Passage given >>
[Start]
How to Use a Pizza Stone Without a Pizza Peel

So you have just purchased a new pizza stone and are ready to make delicious homemade pizza. But there is one problem, you don’t have a pizza peel. Don’t fret. This article will help you learn how to use a pizza stone without a pizza peel.

If you are accustomed to making homemade pizzas, chances are you are familiar with a pizza stone and pizza peel and how the two work together. As a pizza enthusiast, getting that chewy, perfectly baked crust is the goal. A properly heated baking stone will get you these results, but you are going to find a way to get the pizza on and off the heated stone.

How Can You Use a Pizza Stone without a Pizza Peel?

To every pizza lover, the ultimate goal is to make the perfect pizza with a tasty, crispy yet soft pizza crust. Interestingly, this is possible even without a pizza peel. Depending on the size of the pizza, getting it on and off the stone without a peel can be challenging, but it is by no means impossible.
[End]
Point annotation records >>
[Start]
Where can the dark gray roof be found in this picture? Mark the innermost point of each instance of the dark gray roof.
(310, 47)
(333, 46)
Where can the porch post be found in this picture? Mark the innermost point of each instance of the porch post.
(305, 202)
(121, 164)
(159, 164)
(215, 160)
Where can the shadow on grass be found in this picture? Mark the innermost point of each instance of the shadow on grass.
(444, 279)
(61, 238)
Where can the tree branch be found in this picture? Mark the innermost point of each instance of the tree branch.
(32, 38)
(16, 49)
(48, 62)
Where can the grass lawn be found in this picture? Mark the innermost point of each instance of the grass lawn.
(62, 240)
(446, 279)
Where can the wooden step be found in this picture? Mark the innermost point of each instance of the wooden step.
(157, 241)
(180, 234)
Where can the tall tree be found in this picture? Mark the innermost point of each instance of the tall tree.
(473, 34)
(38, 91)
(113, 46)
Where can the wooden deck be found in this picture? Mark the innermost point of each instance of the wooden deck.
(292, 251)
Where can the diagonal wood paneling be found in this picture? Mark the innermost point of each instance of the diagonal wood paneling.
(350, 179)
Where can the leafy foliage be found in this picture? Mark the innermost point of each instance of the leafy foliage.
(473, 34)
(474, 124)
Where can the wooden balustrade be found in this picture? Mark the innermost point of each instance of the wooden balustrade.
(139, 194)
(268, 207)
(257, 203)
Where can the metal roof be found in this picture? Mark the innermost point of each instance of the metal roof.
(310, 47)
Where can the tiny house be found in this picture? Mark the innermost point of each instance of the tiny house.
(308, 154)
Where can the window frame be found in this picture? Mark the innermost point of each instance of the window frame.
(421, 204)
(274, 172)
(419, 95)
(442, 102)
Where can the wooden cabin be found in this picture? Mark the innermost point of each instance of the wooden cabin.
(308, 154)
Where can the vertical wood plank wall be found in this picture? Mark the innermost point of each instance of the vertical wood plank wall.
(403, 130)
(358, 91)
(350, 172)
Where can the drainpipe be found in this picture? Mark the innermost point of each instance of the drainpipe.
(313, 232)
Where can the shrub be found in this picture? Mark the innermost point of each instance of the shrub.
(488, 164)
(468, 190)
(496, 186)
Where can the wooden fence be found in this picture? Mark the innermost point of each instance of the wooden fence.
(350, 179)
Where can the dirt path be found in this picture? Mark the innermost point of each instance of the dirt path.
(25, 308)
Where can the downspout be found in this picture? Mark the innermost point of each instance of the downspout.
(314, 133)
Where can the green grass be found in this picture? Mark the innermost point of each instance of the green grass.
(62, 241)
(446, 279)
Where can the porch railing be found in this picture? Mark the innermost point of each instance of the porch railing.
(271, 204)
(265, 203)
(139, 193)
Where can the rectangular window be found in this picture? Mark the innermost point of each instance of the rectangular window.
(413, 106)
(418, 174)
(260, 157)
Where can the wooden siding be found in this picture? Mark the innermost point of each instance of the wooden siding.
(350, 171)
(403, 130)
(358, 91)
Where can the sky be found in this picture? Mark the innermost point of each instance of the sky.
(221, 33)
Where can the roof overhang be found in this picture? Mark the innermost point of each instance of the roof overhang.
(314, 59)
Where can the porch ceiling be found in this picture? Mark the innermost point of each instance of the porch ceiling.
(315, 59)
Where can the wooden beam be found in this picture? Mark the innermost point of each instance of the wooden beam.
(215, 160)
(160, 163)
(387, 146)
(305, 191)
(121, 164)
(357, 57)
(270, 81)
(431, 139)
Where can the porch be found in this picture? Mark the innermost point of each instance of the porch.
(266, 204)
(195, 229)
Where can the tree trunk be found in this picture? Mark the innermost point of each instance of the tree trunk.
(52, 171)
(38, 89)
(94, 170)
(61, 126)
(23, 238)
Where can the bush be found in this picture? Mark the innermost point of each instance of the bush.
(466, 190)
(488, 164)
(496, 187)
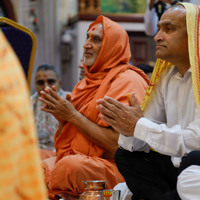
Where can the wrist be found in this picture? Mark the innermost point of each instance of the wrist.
(173, 2)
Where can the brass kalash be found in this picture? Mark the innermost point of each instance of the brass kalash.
(95, 190)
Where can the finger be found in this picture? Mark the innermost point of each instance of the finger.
(108, 120)
(47, 103)
(68, 97)
(48, 97)
(47, 110)
(114, 102)
(132, 100)
(105, 105)
(54, 88)
(106, 111)
(54, 94)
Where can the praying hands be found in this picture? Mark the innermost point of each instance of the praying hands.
(62, 109)
(122, 118)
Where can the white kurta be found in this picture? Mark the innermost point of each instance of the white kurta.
(171, 122)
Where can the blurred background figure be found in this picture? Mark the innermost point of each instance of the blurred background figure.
(154, 11)
(46, 75)
(82, 71)
(21, 175)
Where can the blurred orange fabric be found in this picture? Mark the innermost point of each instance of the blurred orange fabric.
(21, 175)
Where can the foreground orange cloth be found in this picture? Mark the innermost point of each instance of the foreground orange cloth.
(78, 158)
(21, 175)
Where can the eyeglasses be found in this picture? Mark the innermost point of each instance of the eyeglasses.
(49, 81)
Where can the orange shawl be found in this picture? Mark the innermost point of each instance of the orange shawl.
(112, 60)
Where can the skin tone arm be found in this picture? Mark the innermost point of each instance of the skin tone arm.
(152, 2)
(64, 111)
(122, 118)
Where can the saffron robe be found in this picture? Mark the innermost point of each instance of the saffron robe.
(77, 158)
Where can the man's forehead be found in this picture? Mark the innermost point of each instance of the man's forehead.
(96, 28)
(46, 72)
(173, 16)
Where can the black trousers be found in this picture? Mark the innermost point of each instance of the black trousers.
(152, 176)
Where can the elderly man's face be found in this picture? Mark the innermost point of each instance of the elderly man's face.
(172, 39)
(46, 78)
(93, 44)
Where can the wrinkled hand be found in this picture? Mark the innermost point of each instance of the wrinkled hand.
(62, 109)
(121, 117)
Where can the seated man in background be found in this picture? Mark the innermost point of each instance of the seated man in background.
(155, 9)
(156, 154)
(46, 75)
(21, 175)
(85, 145)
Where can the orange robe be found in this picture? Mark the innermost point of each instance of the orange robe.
(21, 176)
(79, 159)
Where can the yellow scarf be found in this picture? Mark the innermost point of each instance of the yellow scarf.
(193, 31)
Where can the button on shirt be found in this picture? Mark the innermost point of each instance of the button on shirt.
(171, 122)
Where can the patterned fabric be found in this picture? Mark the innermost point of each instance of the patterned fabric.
(192, 20)
(20, 171)
(46, 123)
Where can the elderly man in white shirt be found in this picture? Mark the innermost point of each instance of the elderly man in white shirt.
(151, 17)
(157, 145)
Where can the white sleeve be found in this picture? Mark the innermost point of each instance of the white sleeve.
(133, 144)
(173, 141)
(188, 184)
(150, 22)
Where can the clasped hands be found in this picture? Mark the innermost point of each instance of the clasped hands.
(121, 117)
(62, 109)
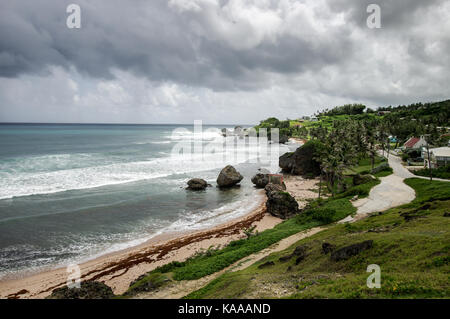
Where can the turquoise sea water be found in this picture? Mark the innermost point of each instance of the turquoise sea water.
(69, 193)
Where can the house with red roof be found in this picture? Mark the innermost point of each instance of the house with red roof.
(415, 143)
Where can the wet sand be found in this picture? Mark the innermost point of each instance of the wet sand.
(119, 269)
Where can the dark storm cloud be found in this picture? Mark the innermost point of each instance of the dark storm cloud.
(217, 59)
(395, 13)
(152, 40)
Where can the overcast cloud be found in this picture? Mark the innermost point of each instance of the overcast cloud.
(219, 61)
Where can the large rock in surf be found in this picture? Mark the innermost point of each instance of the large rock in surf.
(87, 290)
(279, 202)
(228, 177)
(197, 184)
(260, 180)
(301, 162)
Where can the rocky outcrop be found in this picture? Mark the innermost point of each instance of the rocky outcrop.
(328, 248)
(266, 264)
(283, 139)
(352, 250)
(301, 162)
(197, 184)
(299, 252)
(260, 180)
(87, 290)
(228, 177)
(280, 203)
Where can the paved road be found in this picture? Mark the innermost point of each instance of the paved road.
(389, 193)
(396, 163)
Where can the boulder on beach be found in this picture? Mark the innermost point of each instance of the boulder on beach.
(279, 202)
(228, 177)
(260, 180)
(197, 184)
(87, 290)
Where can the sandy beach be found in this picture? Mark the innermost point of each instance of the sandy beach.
(119, 269)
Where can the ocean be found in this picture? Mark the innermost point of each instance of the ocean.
(71, 192)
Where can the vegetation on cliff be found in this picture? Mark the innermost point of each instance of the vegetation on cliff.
(410, 243)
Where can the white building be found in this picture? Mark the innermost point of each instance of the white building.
(439, 156)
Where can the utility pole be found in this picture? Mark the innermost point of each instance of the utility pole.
(389, 146)
(429, 158)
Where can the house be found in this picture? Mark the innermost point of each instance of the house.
(392, 139)
(439, 157)
(415, 143)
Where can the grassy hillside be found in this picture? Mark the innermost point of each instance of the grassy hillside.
(411, 244)
(320, 213)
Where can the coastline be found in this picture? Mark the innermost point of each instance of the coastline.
(119, 269)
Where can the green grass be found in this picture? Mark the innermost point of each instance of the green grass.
(441, 172)
(365, 165)
(320, 212)
(413, 255)
(386, 172)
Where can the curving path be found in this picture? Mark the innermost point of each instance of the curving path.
(391, 192)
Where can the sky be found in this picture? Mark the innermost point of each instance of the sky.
(219, 61)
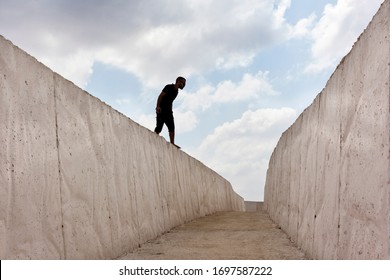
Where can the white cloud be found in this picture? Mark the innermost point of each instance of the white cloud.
(240, 150)
(250, 87)
(191, 36)
(336, 31)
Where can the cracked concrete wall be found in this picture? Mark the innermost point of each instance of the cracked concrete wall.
(79, 180)
(328, 181)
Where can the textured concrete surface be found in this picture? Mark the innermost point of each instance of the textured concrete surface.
(328, 182)
(222, 236)
(79, 180)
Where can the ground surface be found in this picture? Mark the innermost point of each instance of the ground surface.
(222, 236)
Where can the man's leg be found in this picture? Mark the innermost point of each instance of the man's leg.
(172, 137)
(171, 128)
(159, 123)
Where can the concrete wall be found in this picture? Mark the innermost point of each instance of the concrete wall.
(78, 180)
(328, 182)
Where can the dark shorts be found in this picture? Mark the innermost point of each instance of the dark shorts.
(166, 119)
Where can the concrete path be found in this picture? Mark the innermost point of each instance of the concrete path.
(222, 236)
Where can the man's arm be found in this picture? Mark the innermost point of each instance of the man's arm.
(160, 97)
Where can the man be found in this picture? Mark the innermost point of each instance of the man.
(164, 108)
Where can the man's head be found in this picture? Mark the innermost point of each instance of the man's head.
(180, 82)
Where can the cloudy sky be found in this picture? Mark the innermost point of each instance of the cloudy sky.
(252, 66)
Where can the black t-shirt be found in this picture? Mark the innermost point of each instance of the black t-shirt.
(170, 95)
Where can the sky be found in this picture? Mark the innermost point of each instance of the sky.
(252, 66)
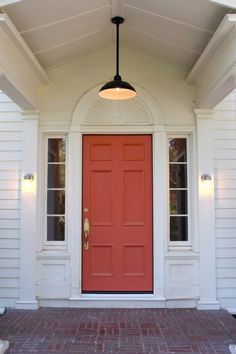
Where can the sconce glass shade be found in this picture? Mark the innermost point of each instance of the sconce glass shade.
(29, 177)
(205, 178)
(117, 90)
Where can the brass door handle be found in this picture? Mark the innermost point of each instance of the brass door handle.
(86, 233)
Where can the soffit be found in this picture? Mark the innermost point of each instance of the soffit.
(58, 31)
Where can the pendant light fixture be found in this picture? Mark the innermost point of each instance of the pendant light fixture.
(117, 89)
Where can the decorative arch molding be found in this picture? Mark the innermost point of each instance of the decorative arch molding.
(93, 111)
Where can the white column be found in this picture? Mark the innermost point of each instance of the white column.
(206, 211)
(74, 210)
(160, 209)
(27, 296)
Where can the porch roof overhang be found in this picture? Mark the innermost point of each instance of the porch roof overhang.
(213, 72)
(20, 73)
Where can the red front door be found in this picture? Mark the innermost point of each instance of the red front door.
(117, 201)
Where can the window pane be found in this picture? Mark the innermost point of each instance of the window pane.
(178, 176)
(178, 228)
(56, 150)
(55, 228)
(178, 202)
(177, 150)
(56, 176)
(56, 202)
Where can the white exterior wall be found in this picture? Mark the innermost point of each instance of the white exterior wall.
(10, 181)
(225, 201)
(58, 267)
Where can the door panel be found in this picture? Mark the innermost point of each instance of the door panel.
(117, 200)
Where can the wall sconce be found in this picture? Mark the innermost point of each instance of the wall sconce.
(206, 178)
(28, 177)
(28, 185)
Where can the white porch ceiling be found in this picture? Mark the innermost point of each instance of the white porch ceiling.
(58, 31)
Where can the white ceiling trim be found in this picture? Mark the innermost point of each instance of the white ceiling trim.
(172, 20)
(8, 2)
(158, 39)
(62, 44)
(226, 3)
(221, 33)
(66, 19)
(214, 74)
(12, 34)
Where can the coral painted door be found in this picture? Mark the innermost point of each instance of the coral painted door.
(117, 202)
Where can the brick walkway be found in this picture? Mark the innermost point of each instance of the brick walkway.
(128, 331)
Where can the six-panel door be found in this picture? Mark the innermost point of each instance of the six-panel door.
(117, 201)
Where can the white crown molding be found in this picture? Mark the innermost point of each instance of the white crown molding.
(8, 2)
(215, 71)
(20, 73)
(220, 35)
(14, 37)
(226, 3)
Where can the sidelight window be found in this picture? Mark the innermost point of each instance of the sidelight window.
(178, 190)
(56, 188)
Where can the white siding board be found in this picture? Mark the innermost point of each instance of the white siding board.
(6, 243)
(6, 184)
(225, 174)
(9, 214)
(225, 184)
(8, 263)
(9, 204)
(225, 203)
(225, 199)
(225, 213)
(9, 194)
(9, 253)
(226, 223)
(9, 273)
(10, 136)
(225, 262)
(10, 146)
(9, 293)
(226, 273)
(10, 173)
(226, 242)
(9, 223)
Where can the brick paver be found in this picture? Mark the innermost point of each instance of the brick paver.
(62, 331)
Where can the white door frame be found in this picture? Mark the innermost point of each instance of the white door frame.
(154, 126)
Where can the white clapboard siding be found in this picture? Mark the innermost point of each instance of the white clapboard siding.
(10, 174)
(225, 199)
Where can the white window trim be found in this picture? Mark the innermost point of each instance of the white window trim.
(182, 245)
(53, 245)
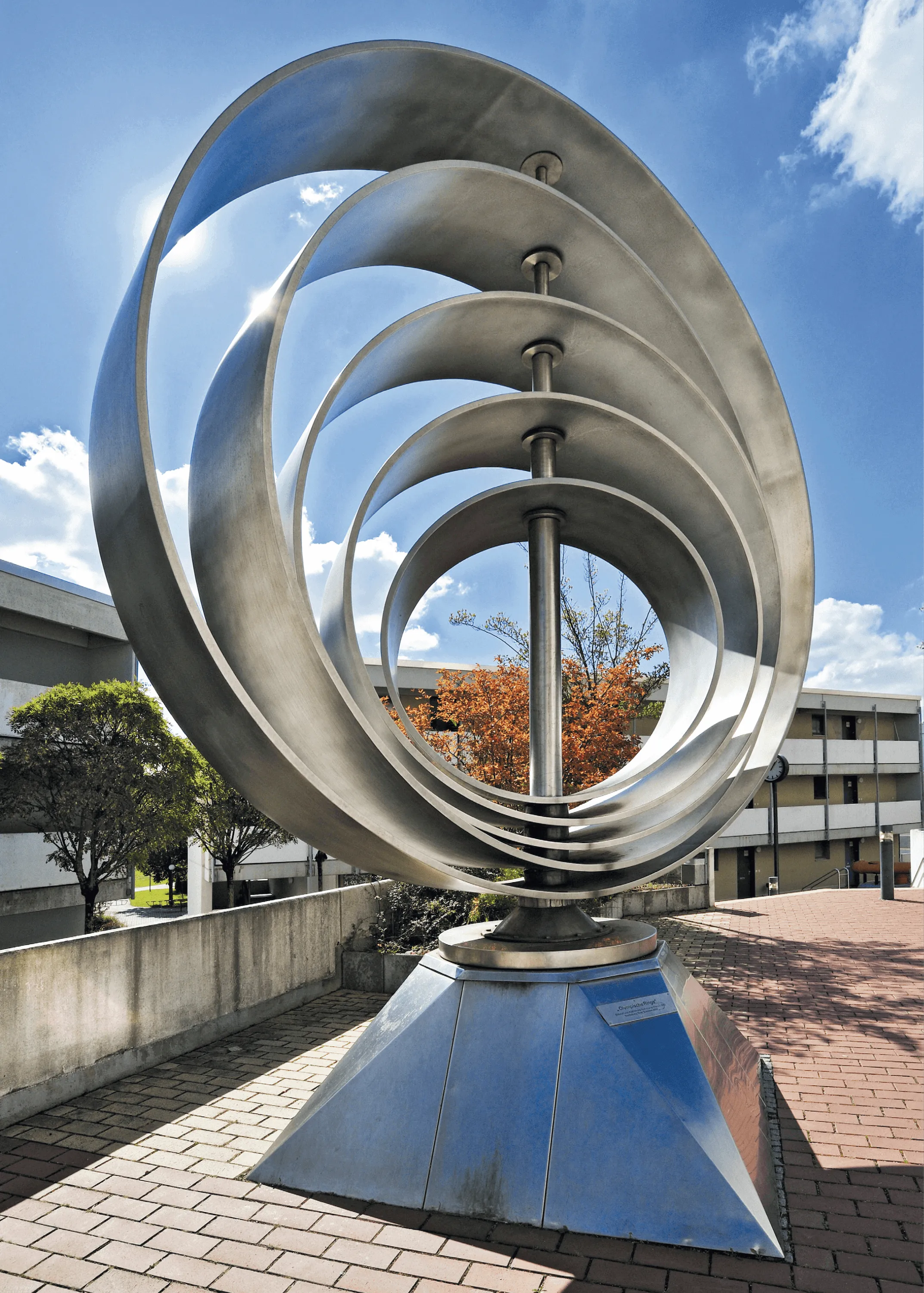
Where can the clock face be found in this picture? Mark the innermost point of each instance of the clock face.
[End]
Write the next part of the pizza stone article, picking up after its last sentence. The material above isn't needed for anything here.

In case you don’t have a pizza peel, you can use almost anything as a substitute for a pizza peel. But it is important to find a flat object with a similar shape to that of a pizza peel. There are various effective alternatives to pizza peel you can work with. Let’s explore a few alternatives that work well with pizza stones.

Pizza Peel Alternatives

a) Rimless Cookie Sheet

A rimless cookie sheet is a common household item and perhaps the best substitute for a pizza peel. Rimless cookie sheets are like any other but have the added benefit of being completely flat with one raised side, which aids lifting. In addition, its large flat surface makes it easy to slide off your pizzas onto a pizza stone.

Rimless cookie sheet

Image Credits:

Additionally, the raised side gives you something sturdy to hold when transferring pizza onto and out of the pizza stone. Rimless cookies are available in several sizes and styles. So you can pick the option for your convenience.

b) Upside Down Rimmed Baking Sheet

Rimmed baking sheets have raised edges to ensure that oil doesn’t spill into the oven when cooking. Unfortunately, this makes it almost impossible to use it as a pizza peel substitute. The best way to use a rimmed baking sheet as a pizza peel is to turn it upside down so that the rimless side faces up, allowing you to slide the pizza onto the stone easily.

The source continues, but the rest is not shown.